Problem description: Copy out every line in the dataset excerpt below that contains the string "white", treating uppercase and lowercase letters as distinct.

Dataset excerpt:
..........

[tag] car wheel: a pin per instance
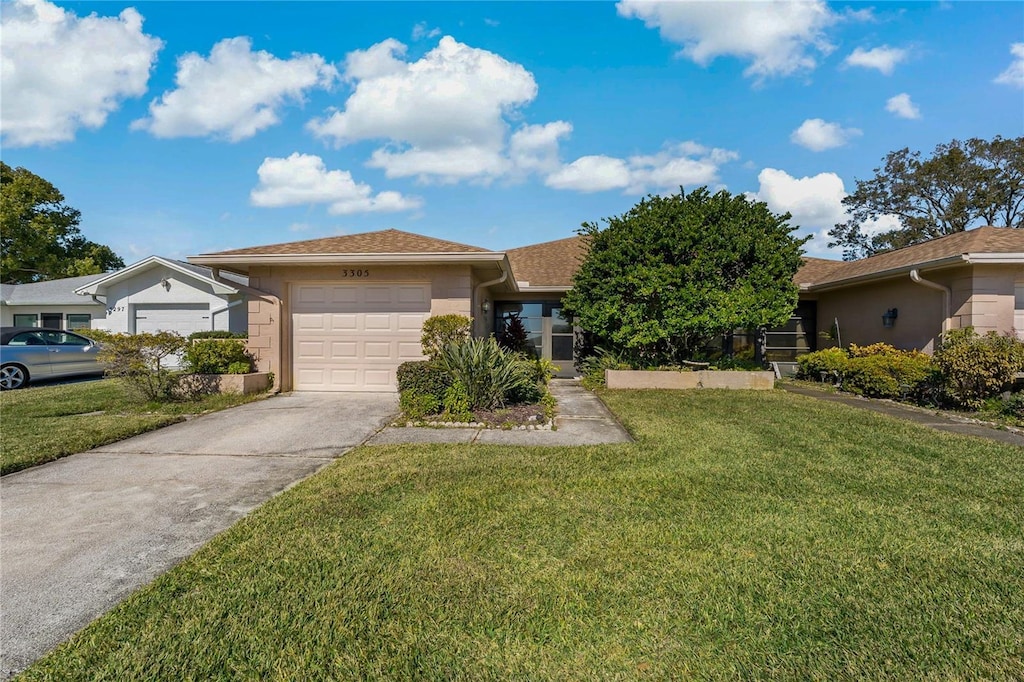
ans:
(12, 376)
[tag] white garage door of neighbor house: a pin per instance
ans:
(180, 317)
(353, 337)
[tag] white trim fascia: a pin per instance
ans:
(994, 258)
(961, 259)
(93, 287)
(330, 258)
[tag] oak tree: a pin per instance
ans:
(39, 233)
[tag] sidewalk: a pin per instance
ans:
(582, 420)
(916, 415)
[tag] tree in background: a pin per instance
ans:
(665, 279)
(39, 235)
(961, 185)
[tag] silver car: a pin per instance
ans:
(29, 353)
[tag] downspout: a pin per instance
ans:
(275, 363)
(478, 290)
(946, 296)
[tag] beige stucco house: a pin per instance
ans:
(340, 313)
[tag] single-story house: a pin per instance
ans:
(155, 294)
(340, 313)
(50, 303)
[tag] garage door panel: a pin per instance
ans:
(353, 337)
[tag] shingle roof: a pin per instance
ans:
(981, 240)
(385, 241)
(815, 269)
(548, 264)
(52, 292)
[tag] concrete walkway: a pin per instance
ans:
(582, 420)
(81, 534)
(918, 415)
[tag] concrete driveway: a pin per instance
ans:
(79, 535)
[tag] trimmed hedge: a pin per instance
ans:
(425, 378)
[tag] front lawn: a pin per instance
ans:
(744, 535)
(44, 423)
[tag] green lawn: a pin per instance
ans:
(742, 536)
(44, 423)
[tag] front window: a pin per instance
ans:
(26, 320)
(79, 320)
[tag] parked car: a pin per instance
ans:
(31, 353)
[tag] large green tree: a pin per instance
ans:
(39, 233)
(663, 280)
(961, 185)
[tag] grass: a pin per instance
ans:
(46, 423)
(744, 535)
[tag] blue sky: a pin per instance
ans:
(180, 128)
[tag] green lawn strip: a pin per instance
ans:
(45, 423)
(743, 535)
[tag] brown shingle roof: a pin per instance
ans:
(815, 269)
(981, 240)
(385, 241)
(548, 264)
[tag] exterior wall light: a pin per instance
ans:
(889, 318)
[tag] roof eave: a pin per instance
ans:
(94, 288)
(958, 259)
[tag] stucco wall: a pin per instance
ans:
(981, 296)
(145, 288)
(859, 311)
(269, 329)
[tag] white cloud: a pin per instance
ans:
(816, 205)
(423, 30)
(1014, 75)
(303, 178)
(596, 173)
(883, 58)
(777, 38)
(444, 117)
(902, 107)
(687, 164)
(235, 93)
(61, 73)
(818, 135)
(536, 147)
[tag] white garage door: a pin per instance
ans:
(181, 317)
(353, 337)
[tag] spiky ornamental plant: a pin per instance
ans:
(675, 271)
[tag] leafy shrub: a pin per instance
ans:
(491, 376)
(832, 360)
(217, 334)
(141, 360)
(440, 331)
(416, 406)
(887, 375)
(594, 366)
(457, 403)
(975, 368)
(424, 377)
(217, 356)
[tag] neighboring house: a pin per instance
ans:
(340, 313)
(51, 303)
(162, 294)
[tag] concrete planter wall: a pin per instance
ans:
(226, 383)
(681, 380)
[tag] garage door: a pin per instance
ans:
(181, 317)
(353, 337)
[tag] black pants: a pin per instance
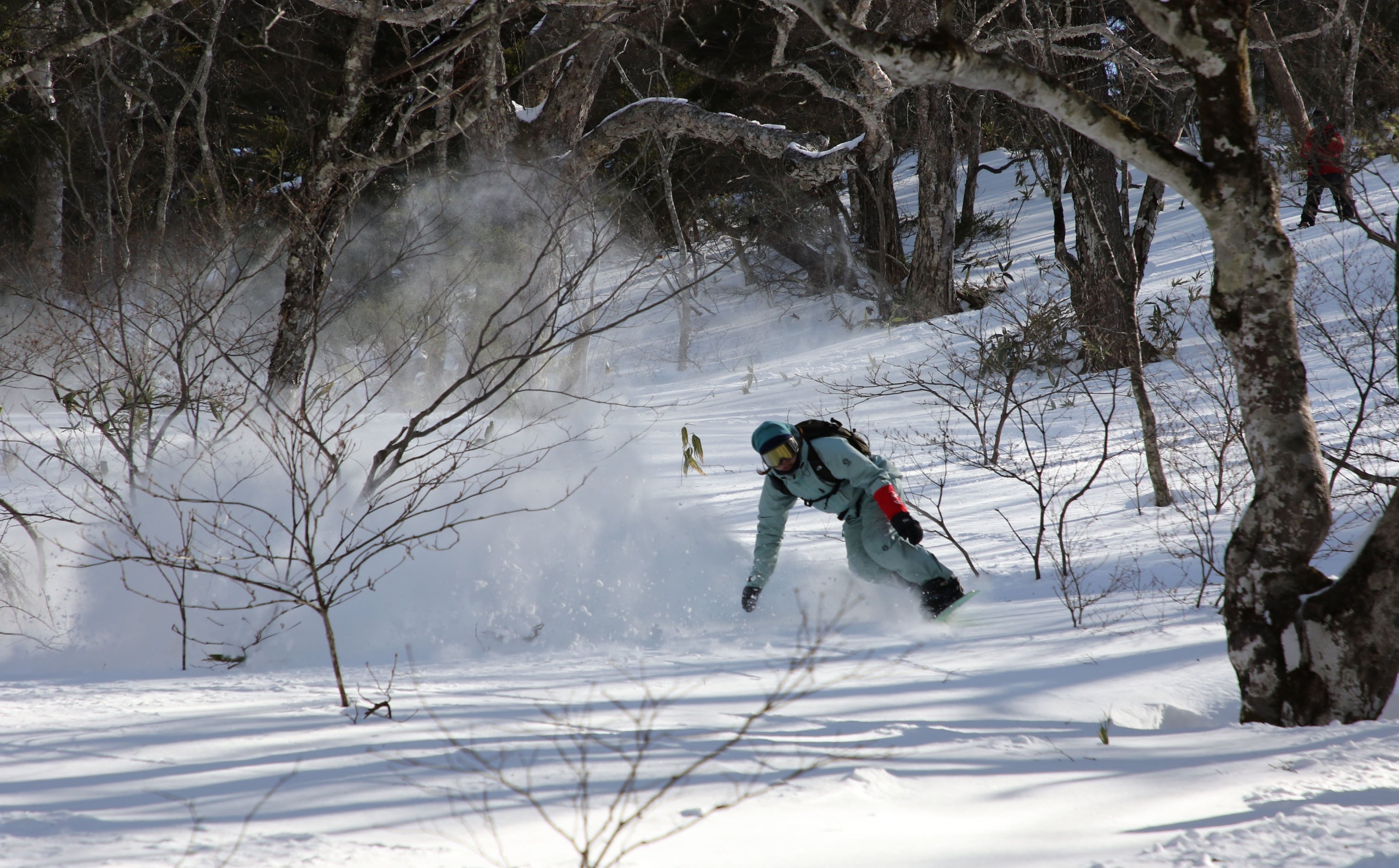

..........

The answer:
[tag] white garage door of neighbor house: a pin per instance
[tag] white trim fascia: a pin per instance
[tag] white cloud: a pin per instance
[tag] white garage door: a pin per instance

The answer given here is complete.